本文抜粋 —

· · · · · · ·

パルス電源
【課題】複数台のパルス発生回路の並列接続方式における動作タイミングの調整及び動作時間確保を容易にして高繰り返しでパルス出力を得る。
【解決手段】パルス発生回路1a、1bは複数台構成とし、それらの時分割運転でそれぞれパルス電流を発生する。初段の磁気パルス圧縮回路3a、3bは、各パルス発生回路のパルス電流出力をそれぞれ入力とした複数台構成とし、磁気パルス圧縮したパルス電流出力を得る。磁気パルス圧縮回路3は両磁気パルス圧縮回路の出力を並列接続して磁気パルス圧縮する。ダイオードD1a、D1bは並列接続による電流回り込みを防止する。並列接続部位に誘起電圧抑制用インピーダンス回路を設けること、各パルス発生回路には、磁気パルス圧縮回路側からのキックバックエネルギを初段コンデンサに回生する回生回路を設けることも含む。
【解決手段】パルス発生回路1a、1bは複数台構成とし、それらの時分割運転でそれぞれパルス電流を発生する。初段の磁気パルス圧縮回路3a、3bは、各パルス発生回路のパルス電流出力をそれぞれ入力とした複数台構成とし、磁気パルス圧縮したパルス電流出力を得る。磁気パルス圧縮回路3は両磁気パルス圧縮回路の出力を並列接続して磁気パルス圧縮する。ダイオードD1a、D1bは並列接続による電流回り込みを防止する。並列接続部位に誘起電圧抑制用インピーダンス回路を設けること、各パルス発生回路には、磁気パルス圧縮回路側からのキックバックエネルギを初段コンデンサに回生する回生回路を設けることも含む。
【発明の詳細な説明】
【技術分野】
【0001】
本発明は、電力用半導体スイッチ、可飽和リアクトル等を用いたパルス発生回路と、可飽和リアクトルとコンデンサによる磁気パルス圧縮回路を組み合わせ、高繰り返しで狭幅の大電流パルスを発生するパルス電源に係り、特にパルス電流出力の高繰り返し化を図ったパルス電源に関する。
【背景技術】
【0002】
図9は従来のパルス電源の回路例を示す。パルス発生回路1は、電力用の初段コンデンサC0を設け、このコンデンサC0を充電器2により初期充電しておき、半導体スイッチSWのオン制御でコンデンサC0から可飽和リアクトルSI1を経て昇圧・磁気パルス圧縮回路3の入力段パルストランスPTにパルス電流I0を供給する。可飽和リアクトルSI1は、半導体スイッチSWの完全なオン後に飽和することで半導体スイッチSWのスイッチングロスを軽減する磁気アシストになる。
【0003】
昇圧・磁気パルス圧縮回路3は、パルストランスPTで昇圧したパルス電流I1でコンデンサC1を高圧充電し、このコンデンサC1の充電電圧で可飽和リアクトルSI2が磁気スイッチ動作することによりコンデンサC1からコンデンサC2へ磁気パルス圧縮したパルス電流I2を発生させてコンデンサC2を高圧充電し、さらにコンデンサC2の充電電圧で可飽和リアクトルSI3が磁気スイッチ動作することによりコンデンサC2からエキシマレーザなどの負荷4に磁気パルス圧縮した高電圧のパルス電流I3を供給する。

· · · · · · ·

保存済み一覧 —
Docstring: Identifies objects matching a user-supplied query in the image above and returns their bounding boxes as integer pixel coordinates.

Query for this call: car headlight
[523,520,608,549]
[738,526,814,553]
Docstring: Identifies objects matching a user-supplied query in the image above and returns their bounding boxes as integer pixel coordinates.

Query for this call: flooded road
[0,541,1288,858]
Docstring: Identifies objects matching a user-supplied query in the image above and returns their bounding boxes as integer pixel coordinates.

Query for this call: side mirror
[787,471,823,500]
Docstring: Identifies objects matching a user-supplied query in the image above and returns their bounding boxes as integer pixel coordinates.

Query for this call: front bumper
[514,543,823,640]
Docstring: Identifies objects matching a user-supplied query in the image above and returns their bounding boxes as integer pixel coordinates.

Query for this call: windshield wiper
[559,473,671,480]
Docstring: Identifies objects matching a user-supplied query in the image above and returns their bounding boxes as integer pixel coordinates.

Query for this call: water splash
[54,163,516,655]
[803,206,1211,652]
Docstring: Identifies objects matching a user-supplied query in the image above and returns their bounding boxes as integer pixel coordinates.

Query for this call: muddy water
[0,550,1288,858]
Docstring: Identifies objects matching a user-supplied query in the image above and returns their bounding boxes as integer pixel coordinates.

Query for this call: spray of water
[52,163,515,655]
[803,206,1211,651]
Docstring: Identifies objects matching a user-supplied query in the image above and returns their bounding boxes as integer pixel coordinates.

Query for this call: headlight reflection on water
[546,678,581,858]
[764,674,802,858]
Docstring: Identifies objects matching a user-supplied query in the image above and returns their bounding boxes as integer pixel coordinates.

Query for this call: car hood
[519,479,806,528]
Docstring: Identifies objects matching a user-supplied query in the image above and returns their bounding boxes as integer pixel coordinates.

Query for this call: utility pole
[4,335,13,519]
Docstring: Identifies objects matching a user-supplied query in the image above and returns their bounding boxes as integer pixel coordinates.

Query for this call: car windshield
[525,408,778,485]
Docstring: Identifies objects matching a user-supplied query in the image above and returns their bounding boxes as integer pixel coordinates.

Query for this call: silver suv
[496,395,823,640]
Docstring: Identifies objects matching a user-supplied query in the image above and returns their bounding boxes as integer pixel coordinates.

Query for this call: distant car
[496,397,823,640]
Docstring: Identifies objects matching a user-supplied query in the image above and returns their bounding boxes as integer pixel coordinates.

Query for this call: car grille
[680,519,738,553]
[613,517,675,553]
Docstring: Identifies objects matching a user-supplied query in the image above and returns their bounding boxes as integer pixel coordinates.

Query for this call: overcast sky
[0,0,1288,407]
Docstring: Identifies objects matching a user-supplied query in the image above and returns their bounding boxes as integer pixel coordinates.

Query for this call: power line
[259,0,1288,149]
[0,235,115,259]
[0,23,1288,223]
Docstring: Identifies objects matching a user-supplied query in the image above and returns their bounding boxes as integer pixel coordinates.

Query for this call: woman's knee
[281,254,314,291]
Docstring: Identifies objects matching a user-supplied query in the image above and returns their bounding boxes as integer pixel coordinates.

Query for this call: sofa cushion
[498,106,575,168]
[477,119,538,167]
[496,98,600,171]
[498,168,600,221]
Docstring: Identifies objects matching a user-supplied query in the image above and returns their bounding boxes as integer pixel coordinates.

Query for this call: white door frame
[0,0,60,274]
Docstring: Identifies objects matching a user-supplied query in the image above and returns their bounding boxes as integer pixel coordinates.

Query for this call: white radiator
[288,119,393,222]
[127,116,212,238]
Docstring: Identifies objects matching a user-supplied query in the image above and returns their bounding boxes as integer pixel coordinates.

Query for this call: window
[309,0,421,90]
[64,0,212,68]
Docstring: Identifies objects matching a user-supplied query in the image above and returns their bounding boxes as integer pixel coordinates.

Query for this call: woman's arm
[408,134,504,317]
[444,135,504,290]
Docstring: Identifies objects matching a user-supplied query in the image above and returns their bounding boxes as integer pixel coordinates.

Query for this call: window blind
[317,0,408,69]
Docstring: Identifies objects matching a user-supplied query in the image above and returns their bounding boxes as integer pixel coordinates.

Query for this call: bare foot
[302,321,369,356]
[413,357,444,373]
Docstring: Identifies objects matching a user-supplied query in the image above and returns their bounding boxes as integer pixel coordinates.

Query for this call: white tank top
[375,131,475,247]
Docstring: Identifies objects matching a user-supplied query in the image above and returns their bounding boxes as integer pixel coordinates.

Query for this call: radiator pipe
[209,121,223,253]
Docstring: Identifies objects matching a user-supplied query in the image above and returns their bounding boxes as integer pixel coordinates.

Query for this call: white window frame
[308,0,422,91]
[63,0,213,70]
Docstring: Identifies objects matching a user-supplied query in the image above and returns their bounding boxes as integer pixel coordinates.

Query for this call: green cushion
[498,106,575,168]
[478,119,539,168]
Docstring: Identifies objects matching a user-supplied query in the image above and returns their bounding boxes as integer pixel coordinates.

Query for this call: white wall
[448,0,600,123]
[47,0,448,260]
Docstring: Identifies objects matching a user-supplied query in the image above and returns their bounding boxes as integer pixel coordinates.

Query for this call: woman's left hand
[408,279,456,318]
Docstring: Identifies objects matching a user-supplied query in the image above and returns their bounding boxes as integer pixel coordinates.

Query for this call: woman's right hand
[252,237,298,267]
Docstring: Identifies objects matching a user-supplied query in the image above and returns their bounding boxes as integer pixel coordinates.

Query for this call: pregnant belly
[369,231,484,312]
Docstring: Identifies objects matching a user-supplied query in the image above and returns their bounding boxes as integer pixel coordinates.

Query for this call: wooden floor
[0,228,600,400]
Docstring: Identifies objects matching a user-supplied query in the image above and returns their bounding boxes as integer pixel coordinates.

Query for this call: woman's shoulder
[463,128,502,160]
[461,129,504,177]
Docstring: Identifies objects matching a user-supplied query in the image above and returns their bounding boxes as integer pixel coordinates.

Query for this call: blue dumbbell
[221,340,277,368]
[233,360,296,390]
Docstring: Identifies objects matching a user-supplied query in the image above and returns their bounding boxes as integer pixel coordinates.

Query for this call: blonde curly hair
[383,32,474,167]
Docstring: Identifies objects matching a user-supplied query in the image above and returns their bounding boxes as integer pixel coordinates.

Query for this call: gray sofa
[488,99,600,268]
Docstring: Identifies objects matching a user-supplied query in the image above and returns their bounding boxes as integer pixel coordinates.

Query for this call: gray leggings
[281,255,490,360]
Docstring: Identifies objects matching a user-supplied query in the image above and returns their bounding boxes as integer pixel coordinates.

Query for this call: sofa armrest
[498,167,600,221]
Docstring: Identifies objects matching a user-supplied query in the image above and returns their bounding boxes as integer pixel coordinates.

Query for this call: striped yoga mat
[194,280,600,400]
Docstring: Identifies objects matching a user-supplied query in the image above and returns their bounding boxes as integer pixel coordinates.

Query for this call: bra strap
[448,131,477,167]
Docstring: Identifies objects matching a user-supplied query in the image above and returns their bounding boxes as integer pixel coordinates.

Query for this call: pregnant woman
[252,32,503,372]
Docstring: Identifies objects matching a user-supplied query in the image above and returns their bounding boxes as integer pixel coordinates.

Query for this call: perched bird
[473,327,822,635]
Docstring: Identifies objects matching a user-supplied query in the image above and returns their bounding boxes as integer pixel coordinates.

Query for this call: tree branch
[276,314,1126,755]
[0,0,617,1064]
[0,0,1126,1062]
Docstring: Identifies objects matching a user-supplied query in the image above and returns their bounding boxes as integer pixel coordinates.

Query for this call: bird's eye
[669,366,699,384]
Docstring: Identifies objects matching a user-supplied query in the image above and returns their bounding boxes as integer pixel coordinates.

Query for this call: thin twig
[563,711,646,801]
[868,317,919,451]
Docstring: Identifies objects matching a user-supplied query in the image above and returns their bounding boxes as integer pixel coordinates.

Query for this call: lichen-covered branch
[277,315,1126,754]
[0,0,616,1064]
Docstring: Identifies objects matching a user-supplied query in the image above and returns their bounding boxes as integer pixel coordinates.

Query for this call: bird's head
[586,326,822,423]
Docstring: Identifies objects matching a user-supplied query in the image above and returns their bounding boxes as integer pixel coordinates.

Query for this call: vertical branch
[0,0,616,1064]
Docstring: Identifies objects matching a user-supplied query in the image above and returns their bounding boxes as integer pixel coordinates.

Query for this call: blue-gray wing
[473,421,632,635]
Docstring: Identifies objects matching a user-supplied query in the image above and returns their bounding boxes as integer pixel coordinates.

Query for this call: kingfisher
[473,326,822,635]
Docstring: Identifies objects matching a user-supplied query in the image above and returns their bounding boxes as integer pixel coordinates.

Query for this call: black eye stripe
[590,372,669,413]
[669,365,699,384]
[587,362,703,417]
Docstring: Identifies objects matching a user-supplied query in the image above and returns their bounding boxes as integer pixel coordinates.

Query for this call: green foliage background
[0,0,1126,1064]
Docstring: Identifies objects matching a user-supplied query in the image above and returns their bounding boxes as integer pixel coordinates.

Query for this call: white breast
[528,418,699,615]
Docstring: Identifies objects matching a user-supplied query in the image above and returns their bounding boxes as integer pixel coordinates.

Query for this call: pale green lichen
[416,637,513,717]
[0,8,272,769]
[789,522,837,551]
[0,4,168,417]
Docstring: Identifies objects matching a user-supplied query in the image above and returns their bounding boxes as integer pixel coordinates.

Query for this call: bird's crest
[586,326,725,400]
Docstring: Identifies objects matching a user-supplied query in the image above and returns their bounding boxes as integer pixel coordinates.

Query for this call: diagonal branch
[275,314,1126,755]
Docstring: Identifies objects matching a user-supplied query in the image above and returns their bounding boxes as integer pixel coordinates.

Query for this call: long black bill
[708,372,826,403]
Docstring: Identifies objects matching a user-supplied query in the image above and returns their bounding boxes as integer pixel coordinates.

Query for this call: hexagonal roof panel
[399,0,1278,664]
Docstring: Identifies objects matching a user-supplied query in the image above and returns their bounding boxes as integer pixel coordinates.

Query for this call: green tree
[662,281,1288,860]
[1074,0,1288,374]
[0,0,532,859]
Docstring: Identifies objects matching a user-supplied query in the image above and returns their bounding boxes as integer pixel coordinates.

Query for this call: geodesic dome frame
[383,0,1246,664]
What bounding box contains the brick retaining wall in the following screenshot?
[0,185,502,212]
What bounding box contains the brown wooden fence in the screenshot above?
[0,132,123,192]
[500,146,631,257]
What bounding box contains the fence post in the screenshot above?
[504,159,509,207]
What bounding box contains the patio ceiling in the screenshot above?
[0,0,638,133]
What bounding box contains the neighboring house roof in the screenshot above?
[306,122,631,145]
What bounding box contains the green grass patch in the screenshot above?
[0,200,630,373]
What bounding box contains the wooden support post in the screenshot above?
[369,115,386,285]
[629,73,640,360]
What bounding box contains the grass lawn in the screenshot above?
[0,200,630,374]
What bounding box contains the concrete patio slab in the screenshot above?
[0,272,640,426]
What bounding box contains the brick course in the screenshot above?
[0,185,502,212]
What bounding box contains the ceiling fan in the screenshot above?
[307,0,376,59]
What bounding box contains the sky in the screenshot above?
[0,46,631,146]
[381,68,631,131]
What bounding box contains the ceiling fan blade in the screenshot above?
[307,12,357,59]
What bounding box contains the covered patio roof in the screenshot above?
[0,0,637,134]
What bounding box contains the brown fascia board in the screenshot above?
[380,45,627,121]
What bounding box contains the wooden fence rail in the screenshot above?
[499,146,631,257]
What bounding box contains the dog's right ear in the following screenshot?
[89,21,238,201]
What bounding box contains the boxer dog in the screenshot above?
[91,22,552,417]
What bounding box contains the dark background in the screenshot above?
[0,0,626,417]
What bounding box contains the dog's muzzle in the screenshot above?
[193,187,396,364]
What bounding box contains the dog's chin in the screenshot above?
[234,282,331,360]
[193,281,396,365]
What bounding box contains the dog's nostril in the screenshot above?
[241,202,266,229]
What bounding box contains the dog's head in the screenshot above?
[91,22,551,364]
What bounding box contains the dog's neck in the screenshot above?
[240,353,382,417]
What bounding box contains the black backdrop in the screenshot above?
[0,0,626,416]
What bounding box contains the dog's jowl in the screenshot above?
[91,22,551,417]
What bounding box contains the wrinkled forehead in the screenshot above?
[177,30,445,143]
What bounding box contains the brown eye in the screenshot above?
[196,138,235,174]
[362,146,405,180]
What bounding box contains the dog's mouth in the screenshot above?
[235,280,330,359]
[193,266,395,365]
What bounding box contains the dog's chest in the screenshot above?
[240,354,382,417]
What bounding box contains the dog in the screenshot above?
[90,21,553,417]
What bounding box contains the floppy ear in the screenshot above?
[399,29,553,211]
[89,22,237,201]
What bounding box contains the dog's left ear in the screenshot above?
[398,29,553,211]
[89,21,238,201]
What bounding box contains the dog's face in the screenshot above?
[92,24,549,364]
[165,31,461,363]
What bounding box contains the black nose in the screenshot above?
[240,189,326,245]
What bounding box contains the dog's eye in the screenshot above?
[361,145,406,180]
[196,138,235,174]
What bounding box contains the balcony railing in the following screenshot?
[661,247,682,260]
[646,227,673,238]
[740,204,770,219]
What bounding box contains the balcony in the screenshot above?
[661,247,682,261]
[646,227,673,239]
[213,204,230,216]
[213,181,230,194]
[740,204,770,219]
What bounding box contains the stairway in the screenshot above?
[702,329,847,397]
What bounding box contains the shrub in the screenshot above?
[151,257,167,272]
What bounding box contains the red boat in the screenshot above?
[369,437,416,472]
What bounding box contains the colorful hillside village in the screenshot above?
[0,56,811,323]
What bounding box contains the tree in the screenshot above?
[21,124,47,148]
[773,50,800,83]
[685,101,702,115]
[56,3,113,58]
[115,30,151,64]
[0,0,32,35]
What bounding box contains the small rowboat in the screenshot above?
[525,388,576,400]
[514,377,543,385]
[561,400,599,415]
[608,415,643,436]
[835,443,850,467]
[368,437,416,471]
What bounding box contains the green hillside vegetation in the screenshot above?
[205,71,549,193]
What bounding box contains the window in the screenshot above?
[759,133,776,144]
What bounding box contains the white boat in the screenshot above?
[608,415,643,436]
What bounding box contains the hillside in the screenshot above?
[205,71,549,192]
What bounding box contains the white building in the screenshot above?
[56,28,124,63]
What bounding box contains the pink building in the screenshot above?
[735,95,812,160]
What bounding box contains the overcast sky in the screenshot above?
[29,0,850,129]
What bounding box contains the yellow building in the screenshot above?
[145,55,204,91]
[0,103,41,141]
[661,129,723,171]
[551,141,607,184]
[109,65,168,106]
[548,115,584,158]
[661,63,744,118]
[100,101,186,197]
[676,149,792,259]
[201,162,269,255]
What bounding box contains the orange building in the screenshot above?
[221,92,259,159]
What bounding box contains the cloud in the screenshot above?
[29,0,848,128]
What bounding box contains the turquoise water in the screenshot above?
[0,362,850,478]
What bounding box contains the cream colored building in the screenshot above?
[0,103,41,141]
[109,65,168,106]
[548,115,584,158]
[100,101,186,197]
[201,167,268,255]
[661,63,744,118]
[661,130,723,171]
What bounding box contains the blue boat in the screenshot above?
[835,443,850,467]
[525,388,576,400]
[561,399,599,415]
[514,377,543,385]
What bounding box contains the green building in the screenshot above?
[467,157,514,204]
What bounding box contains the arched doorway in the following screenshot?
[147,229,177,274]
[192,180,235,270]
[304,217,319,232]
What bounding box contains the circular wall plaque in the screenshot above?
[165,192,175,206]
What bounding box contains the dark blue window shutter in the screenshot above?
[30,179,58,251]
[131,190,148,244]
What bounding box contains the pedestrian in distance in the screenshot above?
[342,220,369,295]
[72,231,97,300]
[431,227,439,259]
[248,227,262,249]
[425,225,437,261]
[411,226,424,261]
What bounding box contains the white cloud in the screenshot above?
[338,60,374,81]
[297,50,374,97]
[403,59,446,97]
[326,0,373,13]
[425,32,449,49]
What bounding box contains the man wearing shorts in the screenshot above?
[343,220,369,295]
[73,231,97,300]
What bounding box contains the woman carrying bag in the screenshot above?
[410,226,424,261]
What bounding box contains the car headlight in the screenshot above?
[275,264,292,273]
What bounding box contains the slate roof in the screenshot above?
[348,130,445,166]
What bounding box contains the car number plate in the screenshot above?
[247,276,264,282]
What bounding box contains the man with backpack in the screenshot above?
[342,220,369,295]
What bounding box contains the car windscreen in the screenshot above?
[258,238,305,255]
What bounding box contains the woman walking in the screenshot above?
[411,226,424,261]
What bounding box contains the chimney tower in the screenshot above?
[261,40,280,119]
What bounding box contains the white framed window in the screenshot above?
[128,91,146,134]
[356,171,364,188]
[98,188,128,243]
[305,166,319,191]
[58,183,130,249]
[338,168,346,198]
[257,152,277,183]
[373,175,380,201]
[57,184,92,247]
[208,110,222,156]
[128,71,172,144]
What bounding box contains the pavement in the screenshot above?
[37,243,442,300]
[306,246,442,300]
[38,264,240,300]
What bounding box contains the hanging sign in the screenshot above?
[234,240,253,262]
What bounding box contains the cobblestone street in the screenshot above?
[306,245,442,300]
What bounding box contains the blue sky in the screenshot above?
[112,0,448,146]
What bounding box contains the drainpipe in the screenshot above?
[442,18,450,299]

· · · · · · ·

課題文 —
パルス電源に関する本文をもとに、次の問いに答えてください。
1. 従来のパルス電源で、初段コンデンサC0を初期充電しておくのは何ですか。
2. 解決手段では、並列接続による電流回り込みを防止するのは何ですか。
3. 可飽和リアクトルSI3が磁気スイッチ動作すると、コンデンサC2から何にパルス電流I3が供給されますか。

解答 —
1. 充電器2が初段コンデンサC0を初期充電しておきます。
2. ダイオードD1a、D1bが電流回り込みを防止します。
3. エキシマレーザなどの負荷4に、磁気パルス圧縮した高電圧のパルス電流I3が供給されます。